[PASSAGE FOR REVIEW]

Robert De Niro covered his face with a newspaper Thursday as he entered a wake for his teenage grandson, Leandro De Niro Rodriguez, who is believed to have died from a fentanyl overdose last weekend.
The legendary “Goodfellas” actor slipped into the Frank E. Campbell funeral home on Manhattan’s Upper East Side as Rodriguez’s mother and father made a solemn appearance, hand-in-hand, photos show.
The devastated parents — Drena De Niro, 51, and her artist ex-husband Carlos Rodriguez, 51— gazed straight ahead with furrowed brows as they prepared to bid their 19-year-old son farewell.
Other loved ones embraced outside the illustrious funeral home, which has held wakes for celebrities ranging from Biggie Smalls to John Lennon and Joan Rivers.
De Niro’s “Mean Streets” costar Harvey Keitel was among those attending the 19-year-old’s wake.
Rodriguez’s death is being probed by police as a possible overdose after his body was discovered Sunday inside a lower Manhattan apartment with a white powdery substance nearby.

[/PASSAGE FOR REVIEW]
[DATA SUPPLIED]

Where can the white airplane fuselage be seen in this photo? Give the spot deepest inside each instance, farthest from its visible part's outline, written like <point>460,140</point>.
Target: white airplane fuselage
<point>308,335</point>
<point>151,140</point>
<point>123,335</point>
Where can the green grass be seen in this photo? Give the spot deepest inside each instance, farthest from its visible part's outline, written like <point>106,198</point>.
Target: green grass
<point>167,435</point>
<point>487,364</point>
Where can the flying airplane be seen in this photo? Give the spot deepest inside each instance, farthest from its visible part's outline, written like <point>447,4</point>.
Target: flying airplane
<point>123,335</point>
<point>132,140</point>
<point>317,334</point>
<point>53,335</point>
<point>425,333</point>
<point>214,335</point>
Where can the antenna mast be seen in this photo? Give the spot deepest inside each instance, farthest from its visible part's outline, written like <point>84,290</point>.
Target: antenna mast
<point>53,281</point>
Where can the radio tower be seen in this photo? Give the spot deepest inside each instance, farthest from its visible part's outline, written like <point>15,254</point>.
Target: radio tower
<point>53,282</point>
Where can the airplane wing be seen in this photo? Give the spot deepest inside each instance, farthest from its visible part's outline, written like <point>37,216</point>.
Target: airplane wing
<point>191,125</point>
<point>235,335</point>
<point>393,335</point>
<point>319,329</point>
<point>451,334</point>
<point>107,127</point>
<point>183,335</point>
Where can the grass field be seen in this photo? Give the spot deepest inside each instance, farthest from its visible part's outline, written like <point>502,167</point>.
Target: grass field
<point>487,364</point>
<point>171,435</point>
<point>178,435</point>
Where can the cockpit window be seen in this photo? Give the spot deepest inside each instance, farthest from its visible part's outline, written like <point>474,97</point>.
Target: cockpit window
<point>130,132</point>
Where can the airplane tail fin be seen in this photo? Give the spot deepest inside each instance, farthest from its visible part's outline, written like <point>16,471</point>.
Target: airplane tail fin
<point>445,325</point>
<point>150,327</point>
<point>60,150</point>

[/DATA SUPPLIED]

» PARTS OF THE EXERCISE
[a] In the news report on the wake, which "Mean Streets" costar of De Niro's attended?
[b] Transcribe the news report on the wake, starting at "Other loved ones" and ending at "the 19-year-old’s wake.".

» RESULTS BY TASK
[a] Harvey Keitel

[b]
Other loved ones embraced outside the illustrious funeral home, which has held wakes for celebrities ranging from Biggie Smalls to John Lennon and Joan Rivers.
De Niro’s “Mean Streets” costar Harvey Keitel was among those attending the 19-year-old’s wake.